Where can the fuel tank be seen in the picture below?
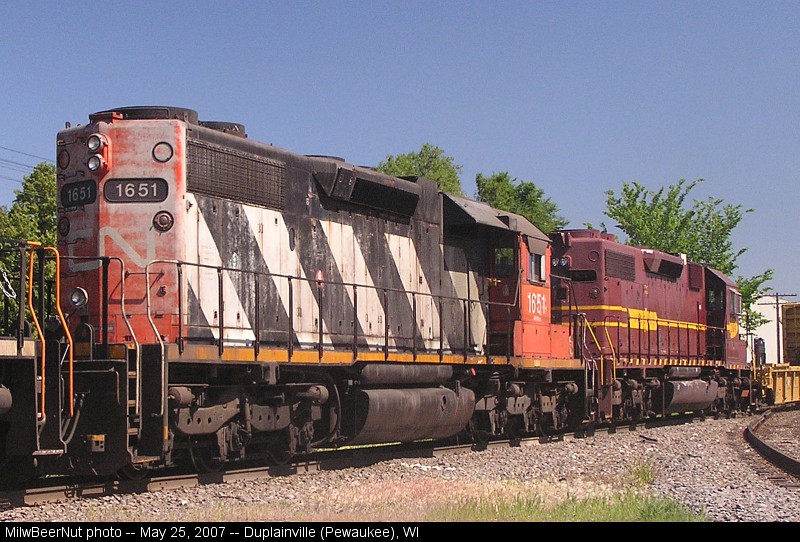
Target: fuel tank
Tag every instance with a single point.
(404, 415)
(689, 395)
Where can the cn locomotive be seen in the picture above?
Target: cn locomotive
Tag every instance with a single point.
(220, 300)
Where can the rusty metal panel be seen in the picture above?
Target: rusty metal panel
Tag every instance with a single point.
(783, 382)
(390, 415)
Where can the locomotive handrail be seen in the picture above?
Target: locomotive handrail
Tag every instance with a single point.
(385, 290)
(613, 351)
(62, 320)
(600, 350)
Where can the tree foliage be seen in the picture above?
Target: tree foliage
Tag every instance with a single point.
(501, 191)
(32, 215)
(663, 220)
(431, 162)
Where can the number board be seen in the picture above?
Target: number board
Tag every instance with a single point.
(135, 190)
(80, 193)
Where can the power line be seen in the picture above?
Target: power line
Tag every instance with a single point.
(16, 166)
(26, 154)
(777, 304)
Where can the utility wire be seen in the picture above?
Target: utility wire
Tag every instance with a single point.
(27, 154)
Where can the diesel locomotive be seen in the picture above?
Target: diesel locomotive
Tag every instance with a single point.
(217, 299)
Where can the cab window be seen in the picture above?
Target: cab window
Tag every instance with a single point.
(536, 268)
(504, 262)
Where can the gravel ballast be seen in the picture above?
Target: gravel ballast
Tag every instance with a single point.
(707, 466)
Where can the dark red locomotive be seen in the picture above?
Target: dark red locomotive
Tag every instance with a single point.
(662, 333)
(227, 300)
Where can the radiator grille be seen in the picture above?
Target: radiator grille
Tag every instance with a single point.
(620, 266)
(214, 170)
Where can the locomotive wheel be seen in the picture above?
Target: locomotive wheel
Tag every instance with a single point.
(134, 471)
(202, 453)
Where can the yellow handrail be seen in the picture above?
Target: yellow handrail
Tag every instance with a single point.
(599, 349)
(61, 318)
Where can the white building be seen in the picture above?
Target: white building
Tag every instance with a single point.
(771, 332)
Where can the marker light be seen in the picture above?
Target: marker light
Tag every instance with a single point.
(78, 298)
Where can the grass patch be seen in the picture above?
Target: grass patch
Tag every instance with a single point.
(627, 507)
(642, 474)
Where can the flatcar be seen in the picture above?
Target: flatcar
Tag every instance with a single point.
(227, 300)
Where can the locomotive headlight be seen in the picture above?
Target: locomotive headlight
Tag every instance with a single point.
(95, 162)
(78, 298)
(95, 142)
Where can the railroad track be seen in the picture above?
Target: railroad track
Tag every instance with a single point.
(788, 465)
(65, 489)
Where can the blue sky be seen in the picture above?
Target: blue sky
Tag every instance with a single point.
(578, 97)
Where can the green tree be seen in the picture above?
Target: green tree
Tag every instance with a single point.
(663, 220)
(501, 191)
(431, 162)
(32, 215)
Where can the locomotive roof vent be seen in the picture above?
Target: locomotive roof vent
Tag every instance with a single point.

⁂

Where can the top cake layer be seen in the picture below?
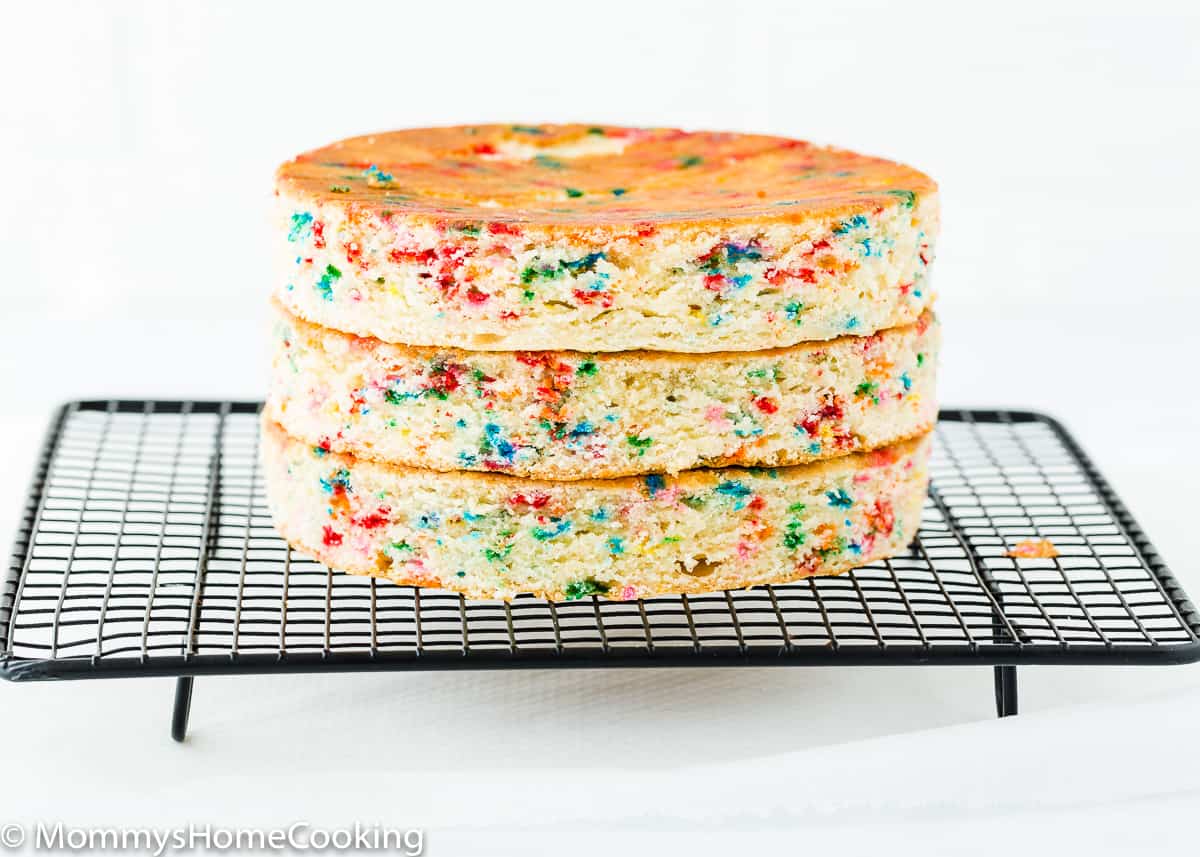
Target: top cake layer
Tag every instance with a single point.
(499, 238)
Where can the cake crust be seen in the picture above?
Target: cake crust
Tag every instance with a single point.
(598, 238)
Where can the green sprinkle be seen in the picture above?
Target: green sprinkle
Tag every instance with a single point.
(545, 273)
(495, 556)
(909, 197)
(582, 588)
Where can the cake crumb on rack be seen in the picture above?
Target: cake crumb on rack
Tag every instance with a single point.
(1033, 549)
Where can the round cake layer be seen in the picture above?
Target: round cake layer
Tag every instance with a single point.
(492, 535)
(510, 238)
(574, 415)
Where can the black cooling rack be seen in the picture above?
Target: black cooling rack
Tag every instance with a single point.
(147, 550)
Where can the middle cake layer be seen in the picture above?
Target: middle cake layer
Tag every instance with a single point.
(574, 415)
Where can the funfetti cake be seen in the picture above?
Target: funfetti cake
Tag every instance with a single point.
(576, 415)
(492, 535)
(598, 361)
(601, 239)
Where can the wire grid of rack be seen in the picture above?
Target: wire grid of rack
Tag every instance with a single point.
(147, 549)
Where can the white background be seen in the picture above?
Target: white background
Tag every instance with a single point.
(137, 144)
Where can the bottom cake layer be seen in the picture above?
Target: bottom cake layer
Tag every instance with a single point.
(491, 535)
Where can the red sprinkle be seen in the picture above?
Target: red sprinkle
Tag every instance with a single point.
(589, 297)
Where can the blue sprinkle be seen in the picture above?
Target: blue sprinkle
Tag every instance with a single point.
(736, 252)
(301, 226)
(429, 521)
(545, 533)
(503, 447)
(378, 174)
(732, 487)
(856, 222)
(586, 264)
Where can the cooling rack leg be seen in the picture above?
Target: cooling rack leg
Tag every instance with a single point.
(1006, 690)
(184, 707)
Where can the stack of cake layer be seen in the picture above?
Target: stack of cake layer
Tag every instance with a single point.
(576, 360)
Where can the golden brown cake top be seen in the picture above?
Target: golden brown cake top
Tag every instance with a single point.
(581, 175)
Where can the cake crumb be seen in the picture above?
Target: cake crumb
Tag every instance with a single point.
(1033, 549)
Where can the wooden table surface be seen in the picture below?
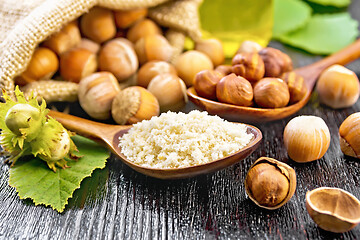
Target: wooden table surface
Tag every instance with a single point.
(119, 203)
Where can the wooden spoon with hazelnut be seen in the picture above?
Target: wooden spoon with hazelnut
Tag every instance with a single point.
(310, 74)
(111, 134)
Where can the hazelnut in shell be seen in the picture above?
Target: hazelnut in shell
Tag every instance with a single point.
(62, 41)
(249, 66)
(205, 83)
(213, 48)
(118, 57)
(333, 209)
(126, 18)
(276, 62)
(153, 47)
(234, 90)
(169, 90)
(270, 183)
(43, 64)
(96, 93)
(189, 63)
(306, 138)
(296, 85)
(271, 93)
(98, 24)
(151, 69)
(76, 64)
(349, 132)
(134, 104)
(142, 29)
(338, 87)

⁂

## [INSTRUCTIONS FOR THE TASK]
Pick out every line in the records that contains the word "bottom", and copy each one.

## [RESULT]
Where can the bottom cake layer be seen in the picture above?
Target: bottom cake layer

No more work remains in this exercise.